PASSAGE SHOWN:
Vorksla-2 Poltava
- Full name: Футбольний клуб Ворскла-2 Полтава Football Club Vorskla-2 Poltava
- Founded: 1997; 29 years ago 2024; 2 years ago
- Ground: Ltava Stadium
- Capacity: 650
- Owner: Eduard Shalayev via Ferrexpo
- Administrators: Roman Cherniak (president) Oleh Lysak (vice-president) Hennadiy Muzyka (vice-president)
- Manager: Vyacheslav Nivinskyi
- League: Ukrainian Second League
- Website: http://vorskla.com.ua/
| Home colours | Away colours | Third colours |

= FC Vorskla-2 Poltava =

Vorskla-2 is a Ukrainian football reserve team of FC Vorskla Poltava based in Poltava, Ukraine. Unlike junior squads (U-21 or U-19) that compete in competitions for junior teams, Vorksla-2 competes in lower-level leagues of the national league pyramid structure.

==Brief overview==
For the first time the Poltava's club was fielding its second team back in 1959 when the direct predecessor of Vorskla, Kolhospnyk, fielded its team in the 1959 Football Championship of the Ukrainian SSR.

In 1984, based on the second team and football academy of Kolos Poltava, there was established FC Vorskla Poltava.

The team has been featured regularly in the Ukrainian Second Division it served as a junior team for the FC Vorskla Poltava franchise in 1997 through 2005. Like most tributary teams, the best players are sent up to the senior team, meanwhile developing other players for further call-ups.

In 2024, the team was revived once again to participate in competitions of the Ukrainian Second League.

TASKS TO COMPLETE:
- A) Write out the Vorskla-2 page word for word from "Vorksla-2 Poltava" to "Hennadiy Muzyka (vice-president)".
- B) According to the Vorskla-2 page, why was the team revived in 2024? Answer in one to three sentences.
Draw only on the Vorskla-2 page above.

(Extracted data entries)

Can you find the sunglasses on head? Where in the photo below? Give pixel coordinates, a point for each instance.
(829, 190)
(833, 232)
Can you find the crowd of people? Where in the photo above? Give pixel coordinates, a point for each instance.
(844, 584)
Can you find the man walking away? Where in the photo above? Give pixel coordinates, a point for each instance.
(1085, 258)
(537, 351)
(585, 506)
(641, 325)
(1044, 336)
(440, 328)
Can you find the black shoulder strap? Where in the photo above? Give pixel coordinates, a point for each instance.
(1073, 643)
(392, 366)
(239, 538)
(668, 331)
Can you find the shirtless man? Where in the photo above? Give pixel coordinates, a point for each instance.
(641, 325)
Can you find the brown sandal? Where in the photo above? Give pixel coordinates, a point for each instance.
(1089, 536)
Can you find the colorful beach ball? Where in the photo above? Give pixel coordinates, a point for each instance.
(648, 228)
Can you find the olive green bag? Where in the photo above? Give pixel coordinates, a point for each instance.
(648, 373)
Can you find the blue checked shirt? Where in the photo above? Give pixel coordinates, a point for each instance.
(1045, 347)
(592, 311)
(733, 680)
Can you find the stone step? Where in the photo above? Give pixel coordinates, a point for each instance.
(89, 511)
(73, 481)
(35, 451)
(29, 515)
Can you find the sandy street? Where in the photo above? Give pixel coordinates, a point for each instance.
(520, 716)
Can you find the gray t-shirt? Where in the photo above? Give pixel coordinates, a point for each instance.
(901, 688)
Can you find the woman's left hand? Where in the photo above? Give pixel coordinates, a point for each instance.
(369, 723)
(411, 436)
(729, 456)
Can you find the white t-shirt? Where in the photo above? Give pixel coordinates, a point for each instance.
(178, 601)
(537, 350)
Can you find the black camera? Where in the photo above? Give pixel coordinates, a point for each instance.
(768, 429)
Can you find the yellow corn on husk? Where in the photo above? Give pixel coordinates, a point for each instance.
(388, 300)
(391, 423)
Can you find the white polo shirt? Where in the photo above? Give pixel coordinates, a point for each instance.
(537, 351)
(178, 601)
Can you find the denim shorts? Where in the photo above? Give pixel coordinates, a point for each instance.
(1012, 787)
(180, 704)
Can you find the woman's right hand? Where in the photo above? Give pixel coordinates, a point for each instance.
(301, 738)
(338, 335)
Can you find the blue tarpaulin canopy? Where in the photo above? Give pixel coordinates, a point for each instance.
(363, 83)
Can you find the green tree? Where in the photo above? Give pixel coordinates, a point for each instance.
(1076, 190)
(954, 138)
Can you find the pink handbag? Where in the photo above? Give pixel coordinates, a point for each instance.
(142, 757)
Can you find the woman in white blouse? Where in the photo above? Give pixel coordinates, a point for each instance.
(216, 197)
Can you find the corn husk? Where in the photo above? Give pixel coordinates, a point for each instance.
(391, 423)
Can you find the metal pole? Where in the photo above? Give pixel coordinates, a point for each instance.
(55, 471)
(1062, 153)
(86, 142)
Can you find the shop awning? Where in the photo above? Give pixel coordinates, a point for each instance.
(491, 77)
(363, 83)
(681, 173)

...

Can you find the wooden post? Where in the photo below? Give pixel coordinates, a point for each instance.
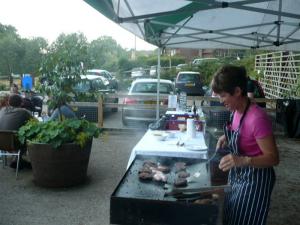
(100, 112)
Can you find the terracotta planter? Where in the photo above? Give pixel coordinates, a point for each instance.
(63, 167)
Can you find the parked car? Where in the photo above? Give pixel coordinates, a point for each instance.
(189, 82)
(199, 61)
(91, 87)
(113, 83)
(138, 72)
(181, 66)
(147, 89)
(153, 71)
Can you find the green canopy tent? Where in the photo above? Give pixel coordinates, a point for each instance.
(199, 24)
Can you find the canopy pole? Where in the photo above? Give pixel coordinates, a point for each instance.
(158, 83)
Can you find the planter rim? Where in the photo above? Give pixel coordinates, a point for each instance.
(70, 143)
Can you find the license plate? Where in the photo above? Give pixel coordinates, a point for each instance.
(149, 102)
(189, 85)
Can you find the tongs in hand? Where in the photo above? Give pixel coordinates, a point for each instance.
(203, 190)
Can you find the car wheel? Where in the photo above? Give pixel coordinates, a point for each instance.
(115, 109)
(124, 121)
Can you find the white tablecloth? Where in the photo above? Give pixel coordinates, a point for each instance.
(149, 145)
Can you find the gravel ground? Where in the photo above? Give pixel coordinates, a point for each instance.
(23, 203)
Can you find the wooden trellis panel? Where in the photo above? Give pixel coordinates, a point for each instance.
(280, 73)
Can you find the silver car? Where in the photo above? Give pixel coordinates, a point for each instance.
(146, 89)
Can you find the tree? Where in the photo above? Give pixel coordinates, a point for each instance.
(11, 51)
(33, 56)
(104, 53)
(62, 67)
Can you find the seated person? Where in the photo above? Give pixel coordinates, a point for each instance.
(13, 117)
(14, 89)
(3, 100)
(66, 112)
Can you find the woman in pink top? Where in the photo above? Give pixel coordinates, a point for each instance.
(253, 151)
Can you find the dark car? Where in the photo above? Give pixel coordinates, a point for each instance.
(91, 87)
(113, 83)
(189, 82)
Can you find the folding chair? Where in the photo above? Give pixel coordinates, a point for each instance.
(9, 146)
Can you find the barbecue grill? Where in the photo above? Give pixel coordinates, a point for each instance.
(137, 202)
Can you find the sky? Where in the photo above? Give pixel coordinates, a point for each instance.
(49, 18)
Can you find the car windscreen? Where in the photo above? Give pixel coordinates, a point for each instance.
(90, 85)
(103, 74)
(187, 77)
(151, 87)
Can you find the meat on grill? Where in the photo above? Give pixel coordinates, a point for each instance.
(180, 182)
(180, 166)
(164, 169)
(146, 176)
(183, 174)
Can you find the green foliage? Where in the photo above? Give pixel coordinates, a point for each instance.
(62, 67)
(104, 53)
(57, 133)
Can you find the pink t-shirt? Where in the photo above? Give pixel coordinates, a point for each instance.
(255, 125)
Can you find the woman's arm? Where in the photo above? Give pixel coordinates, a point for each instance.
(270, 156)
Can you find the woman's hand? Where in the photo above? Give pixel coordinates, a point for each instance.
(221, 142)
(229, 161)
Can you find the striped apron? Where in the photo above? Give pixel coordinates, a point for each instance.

ANSWERS IN ORDER:
- A)
Vorksla-2 Poltava
- Full name: Футбольний клуб Ворскла-2 Полтава Football Club Vorskla-2 Poltava
- Founded: 1997; 29 years ago 2024; 2 years ago
- Ground: Ltava Stadium
- Capacity: 650
- Owner: Eduard Shalayev via Ferrexpo
- Administrators: Roman Cherniak (president) Oleh Lysak (vice-president) Hennadiy Muzyka (vice-president)

- B) The team was revived in 2024 to take part in competitions of the Ukrainian Second League.